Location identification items
◆ ◆ ◆ ◆ ◆

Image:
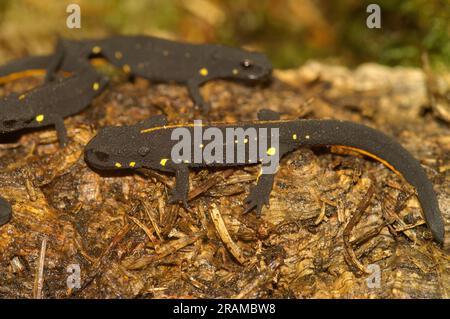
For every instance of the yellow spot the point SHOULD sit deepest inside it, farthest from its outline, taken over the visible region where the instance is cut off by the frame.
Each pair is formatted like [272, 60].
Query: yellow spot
[96, 50]
[271, 151]
[40, 118]
[259, 175]
[126, 68]
[163, 161]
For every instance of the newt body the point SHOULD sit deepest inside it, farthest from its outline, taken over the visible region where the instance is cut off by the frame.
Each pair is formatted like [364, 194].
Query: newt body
[149, 145]
[51, 103]
[155, 59]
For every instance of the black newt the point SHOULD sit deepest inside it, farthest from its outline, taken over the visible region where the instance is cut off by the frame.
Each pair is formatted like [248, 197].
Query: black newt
[148, 145]
[50, 103]
[155, 59]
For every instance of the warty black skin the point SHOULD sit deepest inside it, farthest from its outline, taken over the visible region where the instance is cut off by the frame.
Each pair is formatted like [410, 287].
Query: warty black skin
[51, 103]
[147, 143]
[156, 59]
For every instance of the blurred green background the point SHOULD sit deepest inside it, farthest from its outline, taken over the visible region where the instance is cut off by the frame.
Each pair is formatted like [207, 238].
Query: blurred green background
[289, 31]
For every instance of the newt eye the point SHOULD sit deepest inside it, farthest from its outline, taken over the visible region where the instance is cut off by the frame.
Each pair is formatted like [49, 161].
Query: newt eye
[247, 63]
[9, 123]
[101, 156]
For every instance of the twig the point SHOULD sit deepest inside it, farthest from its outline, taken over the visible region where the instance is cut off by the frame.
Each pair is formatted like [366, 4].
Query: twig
[225, 235]
[362, 206]
[39, 277]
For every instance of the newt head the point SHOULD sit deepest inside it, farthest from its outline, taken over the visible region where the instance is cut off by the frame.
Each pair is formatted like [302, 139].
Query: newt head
[115, 147]
[241, 64]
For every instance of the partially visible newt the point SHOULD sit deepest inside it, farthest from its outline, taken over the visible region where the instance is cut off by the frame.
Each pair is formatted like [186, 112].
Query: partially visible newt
[155, 59]
[51, 103]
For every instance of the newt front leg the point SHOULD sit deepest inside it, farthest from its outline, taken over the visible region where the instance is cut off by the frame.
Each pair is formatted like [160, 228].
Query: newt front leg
[259, 194]
[180, 192]
[194, 91]
[60, 128]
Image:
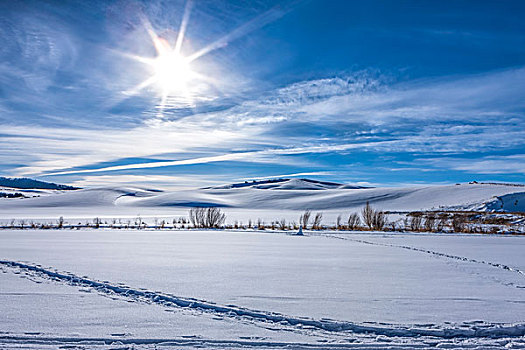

◆ ◆ ◆ ◆ ◆

_TASK OBJECTIVE:_
Copy all of the material above word for word, leaving out the pictures.

_EXERCISE RESULT:_
Image:
For every instance of the yellow spot the point SHOULD sit deepest inside it, farthest from its outline, taken over the visible region where the instance is cut off by the frame.
Each pair is formatted like [272, 60].
Query: yellow spot
[96, 50]
[271, 151]
[40, 118]
[259, 175]
[126, 68]
[163, 161]
For every instance of the newt body the point SHOULD sit deepest inside it, farthest from its outline, taken over the visible region where the instance is cut off by the frame.
Each pair is formatted like [364, 194].
Query: newt body
[149, 145]
[51, 103]
[155, 59]
For every instance of the black newt the point SHOULD sit deepest inside it, farthest from its outline, taken over the visible region where the instance is cut off by the frame.
Each pair is formatted like [248, 197].
Query: black newt
[148, 145]
[50, 103]
[155, 59]
For every instance of the warty black skin the point SHOULD sit deepest inside it, farthest from its outline, taken over the visible region where the instance is cut off by the frame.
Each pair is formatted like [410, 287].
Query: warty black skin
[51, 103]
[147, 143]
[156, 59]
For every instance of the blurred green background the point SHOULD sit deepest inside it, farthest from its outline, taken over the visible region where the instance is cut off by the frame.
Each pair is formatted like [207, 238].
Query: blurred green background
[289, 31]
For every instance of the newt eye the point SHOULD sit deepest inside it, farthest from its outline, taken over the visible region where the instance is cut off by the frame.
Each pair is formatted like [49, 161].
Query: newt eye
[247, 63]
[9, 123]
[101, 156]
For every instance of the twig the point SHOULD sit deepest inside it, farthest from its outline, taken over the visible region where the instance is cut off by the frame.
Each pair is formatted like [366, 4].
Query: twig
[225, 235]
[362, 206]
[39, 277]
For every instance of the newt head the point SHOULD sit deepest inside it, farthest from its outline, taken over the visible region where the instance is cut off by the frame.
Each pair is formatted like [302, 139].
Query: newt head
[115, 147]
[241, 64]
For every instance of the partially visible newt the point SHOULD sit deepest inside it, farthest from its outline, taken over the visible region where the instance is cut off by the frame.
Each pair is formatted like [186, 112].
Query: partially visible newt
[155, 59]
[51, 103]
For every instance of the newt front leg the point SHOULD sit deepest inside it, farthest from its outline, taken over the visible region where the instance is cut off by the frame.
Each pair is formatted like [160, 228].
Query: newt front leg
[259, 194]
[180, 192]
[194, 91]
[60, 128]
Image:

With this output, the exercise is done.